Please rewrite everything from "Fear seizes me" down to "to keep control." in the excerpt about fear during travel, substituting "van" for "truck".

# Extract provided:

######

Fear seizes me more than once during my peregrinations, especially after I move to Russia. It is 1993. I watch the scraggly trees shrink as the truck on which I’ve hitched a ride grinds up stony passes along the Kolyma Route, heading toward Yakutsk, into the tableau of death and desolation that was, during the Stalin decades, gulag land. I see chasms beneath us, frozen rivers, and I hear the wheels slipping on the ice, my driver grunting as he struggles to keep control.

Months later, with an 8,325-mile trip across Russia and Ukraine behind me, I settle into an apartment in Moscow to write my first book, Siberian Dawn, while the city undergoes a harrowing transformation from a Soviet state to something new and unknown. On a sunny October morning, I am standing on the banks of the Moscow River. I have just seen Yeltsin’s tanks thundering down the Arbat, soldiers sitting atop them, their rifles at the ready. I feel the concussive shock waves as the tanks open fire on the Supreme Soviet; I cringe, duck, and run with the crowd from gunfire raining down from rooftops. I see the paint-chipped walls of my one-room apartment, the zebra-trunked birches outside my picture window and the blazing orange leaves behind them. At night, I hear automatic weapons firing from near the police checkpoint a few blocks away, where officers are attempting to impose a curfew in support of Yeltsin’s efforts to suppress the rebellion. Fear, gunshots, screaming, fear, sleepless nights, and more fear.

But three years later, in environs that could not be more different from those of Russia, fear loses its hold on me. For my second book, Facing the Congo, I take a cargo barge from Kinshasa 1,100 miles up the Congo River, deep into the heart of tribal Zaire. The barge’s owner, a boisterous, gimlet-eyed colonel from Mobutu’s secret services, graciously allows me to pitch my mosquito net atop his cabin on the pusher-boat, where I could be alone, separated from the hundreds of impoverished passengers huddled fully exposed to the elements on the craft’s main deck. But I’m nonetheless paralyzed, even nauseated, with anxiety, dreading arrival in Kisangani, where I plan to start canoeing back downriver, alone, to Kinshasa. Relief comes at nightfall, when at the height of my despair, I gaze out into the heavens, where a meteor shower streaks across the night sky against a backdrop of brilliant stars. Never have I seen such a clear sky—typical of the Equator, I soon discover. Contemplating its splendor, night after night, alone on the rooftop, I come to truly comprehend a consoling truth: the Earth is a speck of dust floating in a cavernous universe; and I, on that speck, merely a tiny fleck, with an equally tiny fate. With that realization, my troubles, my fears about the dangers ahead begin to abate. They soon return full-force once I begin paddling down the huge river with my guide from the Lokele people. (The colonel has persuaded me that going it alone would be tantamount to suicide.) But I emerge from those months transformed. Nothing I do later will ever frighten me as much again.

######

# Given information:
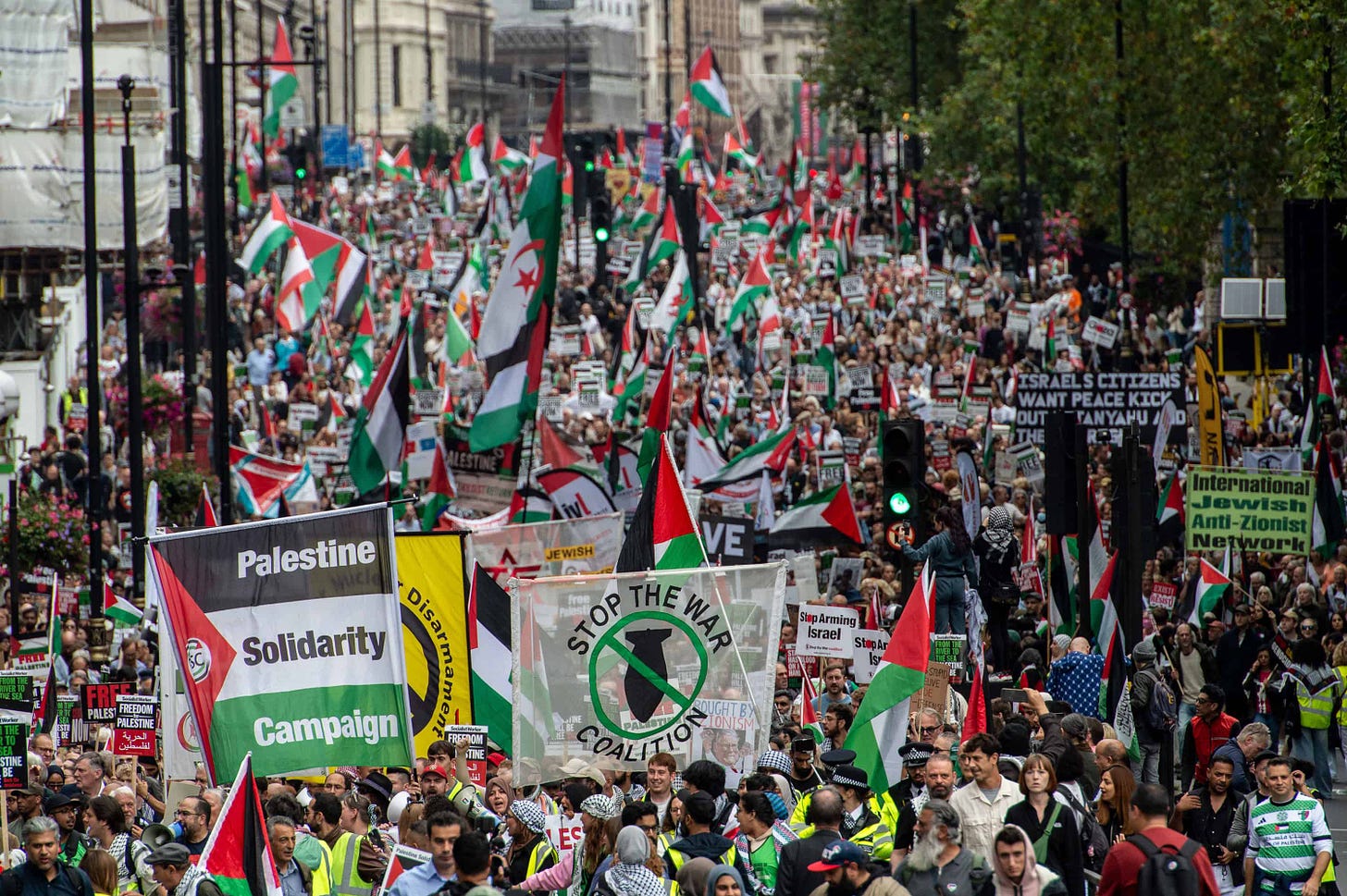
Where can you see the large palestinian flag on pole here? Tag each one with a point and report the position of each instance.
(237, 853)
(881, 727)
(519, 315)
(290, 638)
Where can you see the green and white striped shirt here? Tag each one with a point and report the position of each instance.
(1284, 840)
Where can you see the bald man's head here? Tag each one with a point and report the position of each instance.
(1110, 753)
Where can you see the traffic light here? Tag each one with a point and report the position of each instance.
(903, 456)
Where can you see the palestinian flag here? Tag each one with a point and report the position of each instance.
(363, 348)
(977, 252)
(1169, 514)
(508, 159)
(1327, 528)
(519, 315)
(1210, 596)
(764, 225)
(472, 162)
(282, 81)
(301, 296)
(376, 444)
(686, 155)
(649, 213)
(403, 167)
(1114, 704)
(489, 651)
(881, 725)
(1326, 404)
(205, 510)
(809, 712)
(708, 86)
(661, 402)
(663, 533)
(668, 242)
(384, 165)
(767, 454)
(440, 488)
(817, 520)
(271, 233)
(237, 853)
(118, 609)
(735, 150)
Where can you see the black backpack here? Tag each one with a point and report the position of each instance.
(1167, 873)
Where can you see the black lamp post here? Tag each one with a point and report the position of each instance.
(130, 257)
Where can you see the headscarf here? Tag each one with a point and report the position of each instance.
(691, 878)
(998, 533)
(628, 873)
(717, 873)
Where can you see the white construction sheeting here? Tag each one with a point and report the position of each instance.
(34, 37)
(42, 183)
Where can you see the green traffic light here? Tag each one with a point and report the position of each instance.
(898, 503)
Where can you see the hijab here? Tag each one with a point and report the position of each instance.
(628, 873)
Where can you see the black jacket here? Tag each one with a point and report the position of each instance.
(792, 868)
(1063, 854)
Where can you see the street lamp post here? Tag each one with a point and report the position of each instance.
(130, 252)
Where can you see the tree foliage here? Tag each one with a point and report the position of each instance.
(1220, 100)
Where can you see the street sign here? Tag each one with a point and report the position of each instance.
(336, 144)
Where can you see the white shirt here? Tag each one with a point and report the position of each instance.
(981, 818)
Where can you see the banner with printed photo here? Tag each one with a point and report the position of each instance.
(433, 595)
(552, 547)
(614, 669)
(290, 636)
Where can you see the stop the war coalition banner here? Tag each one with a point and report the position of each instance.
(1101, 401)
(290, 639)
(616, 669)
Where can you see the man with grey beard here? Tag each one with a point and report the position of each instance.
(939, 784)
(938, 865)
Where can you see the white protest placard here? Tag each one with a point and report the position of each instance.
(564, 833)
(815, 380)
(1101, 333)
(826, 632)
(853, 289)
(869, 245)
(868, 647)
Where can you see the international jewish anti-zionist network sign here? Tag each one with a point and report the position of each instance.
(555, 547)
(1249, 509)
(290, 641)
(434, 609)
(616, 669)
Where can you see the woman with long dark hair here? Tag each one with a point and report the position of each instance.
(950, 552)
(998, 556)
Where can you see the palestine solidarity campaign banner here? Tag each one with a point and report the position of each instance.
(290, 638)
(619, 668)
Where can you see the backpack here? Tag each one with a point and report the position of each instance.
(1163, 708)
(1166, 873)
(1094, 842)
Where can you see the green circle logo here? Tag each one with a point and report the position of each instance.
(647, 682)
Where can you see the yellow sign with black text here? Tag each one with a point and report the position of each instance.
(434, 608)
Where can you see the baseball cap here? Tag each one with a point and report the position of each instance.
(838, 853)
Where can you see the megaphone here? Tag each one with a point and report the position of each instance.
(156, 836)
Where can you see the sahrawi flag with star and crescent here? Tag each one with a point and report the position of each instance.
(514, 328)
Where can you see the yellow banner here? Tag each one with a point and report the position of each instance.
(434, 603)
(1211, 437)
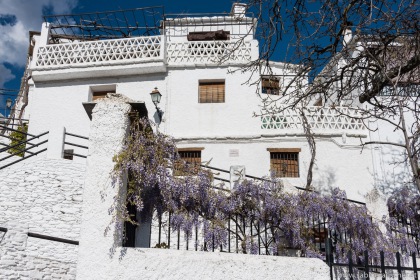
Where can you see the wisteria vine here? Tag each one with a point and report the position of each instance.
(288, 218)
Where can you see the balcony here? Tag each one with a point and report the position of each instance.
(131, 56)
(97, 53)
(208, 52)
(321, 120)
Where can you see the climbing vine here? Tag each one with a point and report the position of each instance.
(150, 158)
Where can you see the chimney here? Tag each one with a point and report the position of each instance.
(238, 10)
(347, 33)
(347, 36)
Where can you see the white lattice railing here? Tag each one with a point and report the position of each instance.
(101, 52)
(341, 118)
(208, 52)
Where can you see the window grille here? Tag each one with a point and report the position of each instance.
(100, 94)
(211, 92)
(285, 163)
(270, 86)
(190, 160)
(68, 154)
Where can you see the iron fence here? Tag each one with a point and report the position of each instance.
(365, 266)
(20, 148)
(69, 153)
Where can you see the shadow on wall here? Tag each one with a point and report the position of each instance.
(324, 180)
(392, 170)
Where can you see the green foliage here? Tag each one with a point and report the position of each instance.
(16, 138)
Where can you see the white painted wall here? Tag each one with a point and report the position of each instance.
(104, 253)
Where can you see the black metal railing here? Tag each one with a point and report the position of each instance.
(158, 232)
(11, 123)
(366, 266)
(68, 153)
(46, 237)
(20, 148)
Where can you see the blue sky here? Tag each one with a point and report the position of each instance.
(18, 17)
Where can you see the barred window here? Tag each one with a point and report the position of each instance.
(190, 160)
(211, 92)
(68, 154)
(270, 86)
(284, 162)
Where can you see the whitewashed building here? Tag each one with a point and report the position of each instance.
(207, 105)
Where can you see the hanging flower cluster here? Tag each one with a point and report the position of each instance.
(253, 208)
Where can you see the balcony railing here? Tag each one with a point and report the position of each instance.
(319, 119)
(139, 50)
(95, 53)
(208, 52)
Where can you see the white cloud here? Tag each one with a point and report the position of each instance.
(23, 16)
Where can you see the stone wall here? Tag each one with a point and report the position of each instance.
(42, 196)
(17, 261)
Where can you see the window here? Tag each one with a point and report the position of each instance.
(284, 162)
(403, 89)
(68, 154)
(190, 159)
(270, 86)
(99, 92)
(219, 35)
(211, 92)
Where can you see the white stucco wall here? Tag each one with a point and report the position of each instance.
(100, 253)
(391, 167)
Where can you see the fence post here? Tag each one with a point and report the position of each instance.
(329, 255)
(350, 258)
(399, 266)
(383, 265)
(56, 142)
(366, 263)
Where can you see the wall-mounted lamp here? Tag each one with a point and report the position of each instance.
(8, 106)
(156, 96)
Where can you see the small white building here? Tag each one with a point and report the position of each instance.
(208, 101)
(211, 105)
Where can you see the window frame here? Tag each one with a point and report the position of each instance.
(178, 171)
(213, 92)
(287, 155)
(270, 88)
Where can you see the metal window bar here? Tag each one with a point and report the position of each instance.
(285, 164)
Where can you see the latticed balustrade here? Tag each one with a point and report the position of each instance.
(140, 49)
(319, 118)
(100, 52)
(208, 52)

######

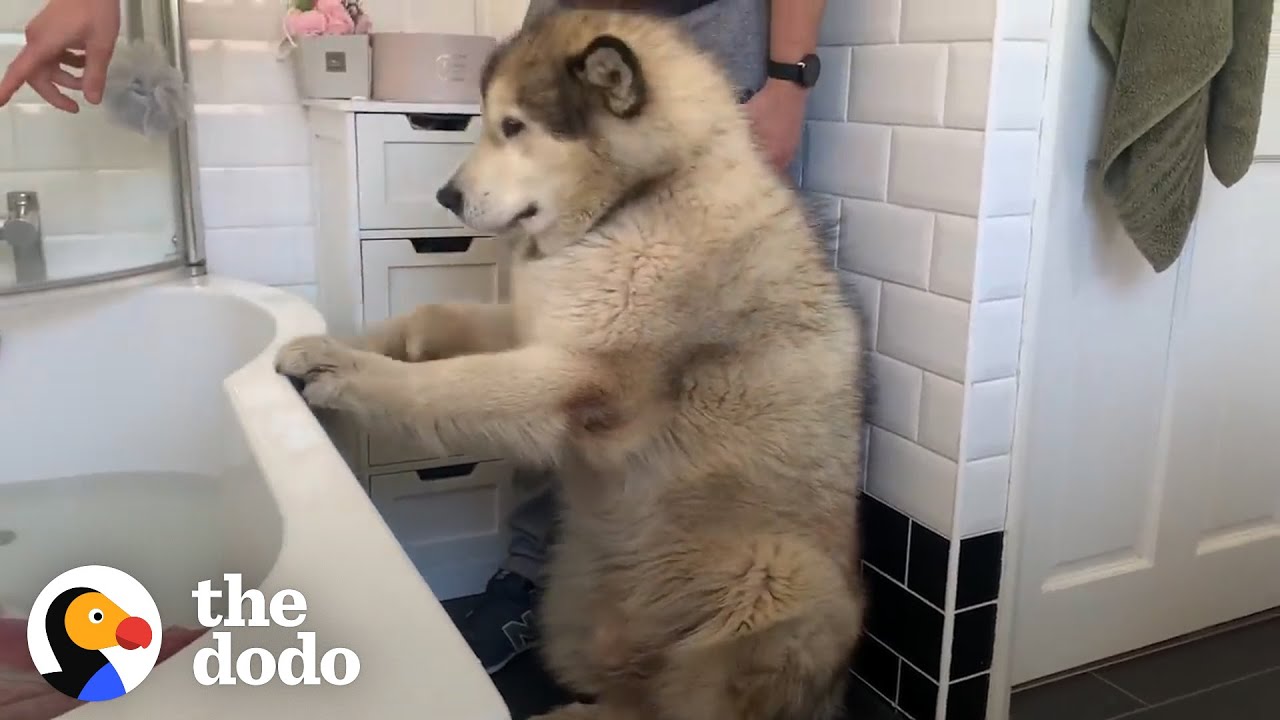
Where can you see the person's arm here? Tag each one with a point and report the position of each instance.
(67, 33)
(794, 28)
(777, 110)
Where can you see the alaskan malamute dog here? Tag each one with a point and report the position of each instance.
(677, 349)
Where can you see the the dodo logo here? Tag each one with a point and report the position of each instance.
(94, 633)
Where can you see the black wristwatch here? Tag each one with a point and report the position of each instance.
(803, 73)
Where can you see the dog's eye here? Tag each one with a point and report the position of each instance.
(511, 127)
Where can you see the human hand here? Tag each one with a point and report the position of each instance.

######

# Task response:
Fear seizes me more than once during my peregrinations, especially after I move to Russia. It is 1993. I watch the scraggly trees shrink as the van on which I’ve hitched a ride grinds up stony passes along the Kolyma Route, heading toward Yakutsk, into the tableau of death and desolation that was, during the Stalin decades, gulag land. I see chasms beneath us, frozen rivers, and I hear the wheels slipping on the ice, my driver grunting as he struggles to keep control.